#### PROBLEM TO SOLVE:
Below are some records; return each one exactly.

#### SUPPLIED MATERIAL:

-- BEGIN --

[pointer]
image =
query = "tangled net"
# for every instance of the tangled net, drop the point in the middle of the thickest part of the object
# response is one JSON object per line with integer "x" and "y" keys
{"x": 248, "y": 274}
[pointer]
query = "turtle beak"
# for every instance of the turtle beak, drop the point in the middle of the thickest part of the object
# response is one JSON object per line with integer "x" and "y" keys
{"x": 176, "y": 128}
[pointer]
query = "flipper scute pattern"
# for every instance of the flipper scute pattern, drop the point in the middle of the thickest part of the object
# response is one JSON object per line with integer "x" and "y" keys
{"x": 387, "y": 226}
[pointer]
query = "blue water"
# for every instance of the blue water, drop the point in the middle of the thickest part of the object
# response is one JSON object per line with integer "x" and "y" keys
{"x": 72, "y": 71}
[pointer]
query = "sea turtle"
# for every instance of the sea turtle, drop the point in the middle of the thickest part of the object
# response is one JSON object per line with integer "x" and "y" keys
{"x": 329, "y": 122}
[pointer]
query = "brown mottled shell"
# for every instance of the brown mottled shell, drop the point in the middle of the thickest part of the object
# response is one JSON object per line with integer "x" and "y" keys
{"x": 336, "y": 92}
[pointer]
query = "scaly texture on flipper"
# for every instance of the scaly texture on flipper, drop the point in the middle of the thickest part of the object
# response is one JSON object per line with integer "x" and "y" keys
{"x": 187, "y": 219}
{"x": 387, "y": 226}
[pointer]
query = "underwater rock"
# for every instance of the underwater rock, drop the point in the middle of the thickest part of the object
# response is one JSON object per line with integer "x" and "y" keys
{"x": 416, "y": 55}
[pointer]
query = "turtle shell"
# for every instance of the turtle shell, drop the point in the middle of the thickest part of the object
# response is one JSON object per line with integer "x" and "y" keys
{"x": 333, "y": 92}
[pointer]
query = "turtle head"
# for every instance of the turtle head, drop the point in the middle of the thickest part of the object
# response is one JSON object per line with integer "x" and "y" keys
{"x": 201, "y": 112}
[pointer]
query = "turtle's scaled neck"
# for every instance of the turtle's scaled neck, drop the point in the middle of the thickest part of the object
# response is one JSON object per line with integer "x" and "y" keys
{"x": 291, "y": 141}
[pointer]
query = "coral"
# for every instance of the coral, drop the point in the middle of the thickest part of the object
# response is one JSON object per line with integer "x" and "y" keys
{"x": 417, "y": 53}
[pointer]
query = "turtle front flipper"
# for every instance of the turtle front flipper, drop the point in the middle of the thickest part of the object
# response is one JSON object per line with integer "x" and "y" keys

-- END --

#### FINAL RESULT:
[pointer]
image =
query = "tangled net"
# for every instance of the tangled net, drop the point in the middle of the thickest part of the object
# response is one JSON object per line with integer "x" and "y" keys
{"x": 248, "y": 274}
[pointer]
query = "turtle beak"
# for every instance of the turtle beak, drop the point in the middle of the thickest part of the object
# response is one JSON object per line with integer "x" and "y" keys
{"x": 176, "y": 128}
[pointer]
query = "flipper scute pattern"
# for every instance of the flipper scute pattern, drop the point in the middle of the thickest part of the object
# response is one JSON object per line with integer "x" and "y" keys
{"x": 387, "y": 226}
[pointer]
query = "blue water"
# for every instance of the blue water, drop the point in the middle of the thickest part of the object
# response is one JSON object per line with integer "x" and "y" keys
{"x": 72, "y": 71}
[pointer]
query = "sea turtle"
# for every instance of the sea turtle, drop the point in the middle of the thickest part of the object
# response is one JSON object per line with integer "x" and "y" keys
{"x": 329, "y": 122}
[pointer]
query = "brown mottled shell"
# for every instance of the brown mottled shell, drop the point in the middle of the thickest part of the object
# response is one JSON object per line with integer "x" and "y" keys
{"x": 336, "y": 92}
[pointer]
query = "scaly texture on flipper"
# for every instance of the scaly texture on flipper, drop the point in the middle of the thickest part of the object
# response is one JSON object per line with integer "x" and "y" keys
{"x": 187, "y": 219}
{"x": 387, "y": 226}
[pointer]
query = "underwater rock"
# for every instance of the underwater rock, drop the point in the middle of the thickest part of the object
# response is one JSON object per line with integer "x" and "y" keys
{"x": 416, "y": 55}
[pointer]
query = "turtle shell"
# for every instance of the turtle shell, drop the point in the middle of the thickest part of the object
# response is one JSON object per line with integer "x" and "y" keys
{"x": 333, "y": 92}
[pointer]
query = "turtle head"
# for every instance of the turtle head, drop the point in the middle of the thickest part of the object
# response is one JSON object per line with integer "x" and "y" keys
{"x": 201, "y": 112}
[pointer]
query = "turtle's scaled neck"
# for every instance of the turtle's scaled neck, drop the point in the middle of the thickest part of the object
# response is one JSON object per line with integer "x" and "y" keys
{"x": 291, "y": 141}
[pointer]
query = "coral"
# for every instance of the coral, drop the point in the middle of the thickest part of the object
# response is one JSON object per line with integer "x" and "y" keys
{"x": 417, "y": 53}
[pointer]
query = "turtle front flipper"
# for every instance of the turtle front flipper, drop the point in the middle of the thickest part of the object
# response is one JSON object per line with integer "x" and "y" keys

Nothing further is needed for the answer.